■ Page extract
If you aren't going to show your animals, registration isn't necessary although there are some other advantages.  Just try to do what you can do to care for and improve your herd.  Our first objective should always to be a good steward of the creatures in our charge.

Have you researched ADGA?  They register animals as NOA (Native on Appearance) or Recorded Grades.  Some of the best dairy animals I have seen are Recorded Grades.  I wouldn't give up, particularly with an Obie.


----------



## Sweetened (Mar 4, 2014)

Nah, no intention to give up.  I don't put much value in registries, though itd be nice because other people do.  I'm a bit of a tinfoil hat nut job, so I attribute a lot of it to tracking and so on.  I dont know if, as a Canadian, I can do anything with ADGA?  Might be worthwhile.  I'm not good with people, so I dont think I'll show them.  I should say, I'm not good with cliques, and the show circuit seems very cliquey..


----------



## OneFineAcre (Mar 4, 2014)

There are advantages to registries that have nothing to do with showing, although tracking is part of it. Or rather data  is part of it.  Didn't someone say that those that don't understand history are destined to repeat it?  Registries provide history good and bad. That's why people place value in them.
Wouldn't it be a shame to have a prodigious milk producer with no way to record it?

A Recorded Grade is basically a goat with unproven ancestry, but you can then document her history, and milk production.
And then, we can understand her history.


----------



## Southern by choice (Mar 4, 2014)

Sweetened ... you a tin-foil hat nutjob? Oh say it ain't so. 

You sound so normal to me.


----------



## Sweetened (Mar 4, 2014)

In Canada, if there is no ancestry, you are S.O.L.  Your only option is to buy a registered animal and breed up over 6 generations (so 6 different bucks...).  Have fun!  THEN you can register your animals as GRADE, and not otherwise.  At least, that's how it has been explained to me.

■ Source material

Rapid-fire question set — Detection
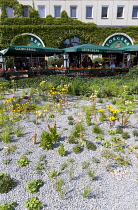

■ To be done
**a)** Reproduce the stretch of the goat registry thread from "## OneFineAcre (Mar" through "choice (Mar 4, 2014)".
**b)** Carry the goat registry thread forward from its last post.
The data stands apart from the goat registry thread.

■ In response
**a)**
## OneFineAcre (Mar 4, 2014)

There are advantages to registries that have nothing to do with showing, although tracking is part of it. Or rather data  is part of it.  Didn't someone say that those that don't understand history are destined to repeat it?  Registries provide history good and bad. That's why people place value in them.
Wouldn't it be a shame to have a prodigious milk producer with no way to record it?

A Recorded Grade is basically a goat with unproven ancestry, but you can then document her history, and milk production.
And then, we can understand her history.


----------



## Southern by choice (Mar 4, 2014)

**b)**
This boer I have has been pounding out the milk at a dairy pace.  I'm pretty certain when I start milking her daily with the buckling off her, she'll produce a few quarts a day.  She has a nice globular udder, nice sized teats.  Mind you, milking her is a chore and a half, but she'll learn, or I'll hobble her, whichever comes first!

@Southern by choice , you are either terrible at sarcasm or easily fooled  I'm not afraid to say it.  Best to warn people ahead of time, then they can't seem so shocked.


----------



## Southern by choice (Mar 4, 2014)

Wonder what that makes me then.... hmmmm


----------



## Sweetened (Mar 4, 2014)

loveable. you don't know the half of my insanity here lol


----------



## Southern by choice (Mar 4, 2014)

Maybe we're kindred... depending on who ya ask. LOL

I think it does take a small amount of tin-foil hat mentality to own goats.


----------



## jodief100 (Mar 6, 2014)

I pass out tin foil hats at my Goat Producer's meetings.


----------



## Sweetened (Mar 6, 2014)

I made my own.


----------



## Goat Whisperer (Mar 6, 2014)




----------



## Sweetened (Mar 6, 2014)




----------



## Southern by choice (Mar 6, 2014)

Nut!


----------



## SA Farm (Mar 6, 2014)

That's awesome! I want one!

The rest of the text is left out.